## Problem description
Your job is to report every line of the entries that has "below".

(Stored dataset items)
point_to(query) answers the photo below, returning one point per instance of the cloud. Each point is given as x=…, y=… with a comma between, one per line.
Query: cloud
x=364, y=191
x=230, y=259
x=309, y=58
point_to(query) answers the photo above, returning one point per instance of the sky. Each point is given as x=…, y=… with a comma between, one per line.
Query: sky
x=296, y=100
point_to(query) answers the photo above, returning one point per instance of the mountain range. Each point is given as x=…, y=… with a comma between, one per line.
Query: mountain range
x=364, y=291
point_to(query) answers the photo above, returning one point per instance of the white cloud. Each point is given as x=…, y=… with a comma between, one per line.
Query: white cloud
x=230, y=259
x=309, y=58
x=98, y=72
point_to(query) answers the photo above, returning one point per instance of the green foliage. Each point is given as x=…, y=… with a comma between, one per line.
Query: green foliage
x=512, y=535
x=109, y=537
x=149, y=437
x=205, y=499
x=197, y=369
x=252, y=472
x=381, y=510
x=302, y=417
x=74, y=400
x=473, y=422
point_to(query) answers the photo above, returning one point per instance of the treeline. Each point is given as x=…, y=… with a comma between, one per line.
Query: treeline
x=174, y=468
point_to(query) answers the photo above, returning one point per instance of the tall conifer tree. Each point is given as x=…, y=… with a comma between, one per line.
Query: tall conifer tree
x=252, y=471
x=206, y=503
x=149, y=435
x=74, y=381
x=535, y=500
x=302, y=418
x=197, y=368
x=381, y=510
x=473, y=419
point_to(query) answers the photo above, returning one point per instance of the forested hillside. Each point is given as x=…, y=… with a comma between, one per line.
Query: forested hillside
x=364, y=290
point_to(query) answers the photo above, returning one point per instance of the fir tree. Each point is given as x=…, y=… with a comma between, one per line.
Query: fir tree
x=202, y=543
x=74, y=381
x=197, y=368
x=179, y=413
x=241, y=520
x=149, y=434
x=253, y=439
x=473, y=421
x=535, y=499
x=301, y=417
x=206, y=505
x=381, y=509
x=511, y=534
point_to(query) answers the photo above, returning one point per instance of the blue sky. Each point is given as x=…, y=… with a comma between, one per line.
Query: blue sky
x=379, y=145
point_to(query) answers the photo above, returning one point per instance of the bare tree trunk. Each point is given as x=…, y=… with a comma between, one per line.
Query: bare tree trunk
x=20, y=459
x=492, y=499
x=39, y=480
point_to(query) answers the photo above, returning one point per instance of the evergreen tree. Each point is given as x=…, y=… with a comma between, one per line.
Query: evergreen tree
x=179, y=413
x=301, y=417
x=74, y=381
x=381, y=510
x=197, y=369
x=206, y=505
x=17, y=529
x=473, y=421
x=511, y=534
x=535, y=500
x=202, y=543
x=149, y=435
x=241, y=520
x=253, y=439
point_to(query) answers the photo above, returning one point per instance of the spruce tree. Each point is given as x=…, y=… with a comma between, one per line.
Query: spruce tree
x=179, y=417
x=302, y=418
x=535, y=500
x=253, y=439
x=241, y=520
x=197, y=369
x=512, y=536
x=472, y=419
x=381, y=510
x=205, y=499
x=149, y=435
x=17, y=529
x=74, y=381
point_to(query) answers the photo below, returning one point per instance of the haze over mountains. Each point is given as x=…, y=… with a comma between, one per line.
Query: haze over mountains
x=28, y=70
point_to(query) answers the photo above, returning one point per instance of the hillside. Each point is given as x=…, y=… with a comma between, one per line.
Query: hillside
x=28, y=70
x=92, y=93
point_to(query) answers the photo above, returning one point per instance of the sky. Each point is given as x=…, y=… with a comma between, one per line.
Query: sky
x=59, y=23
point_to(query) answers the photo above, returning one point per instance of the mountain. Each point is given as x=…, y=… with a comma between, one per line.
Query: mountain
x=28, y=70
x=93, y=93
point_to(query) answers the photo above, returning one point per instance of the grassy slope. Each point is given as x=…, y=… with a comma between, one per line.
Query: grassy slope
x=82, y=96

## Exercise response
point_to(query) answers the photo below, returning one point per instance of the cloud. Each point is given as x=…, y=… with a comma between, one per line.
point_to(query) answers the photo below, returning one point per instance of the haze over mountains. Each point is given as x=…, y=… with a comma between, one per line.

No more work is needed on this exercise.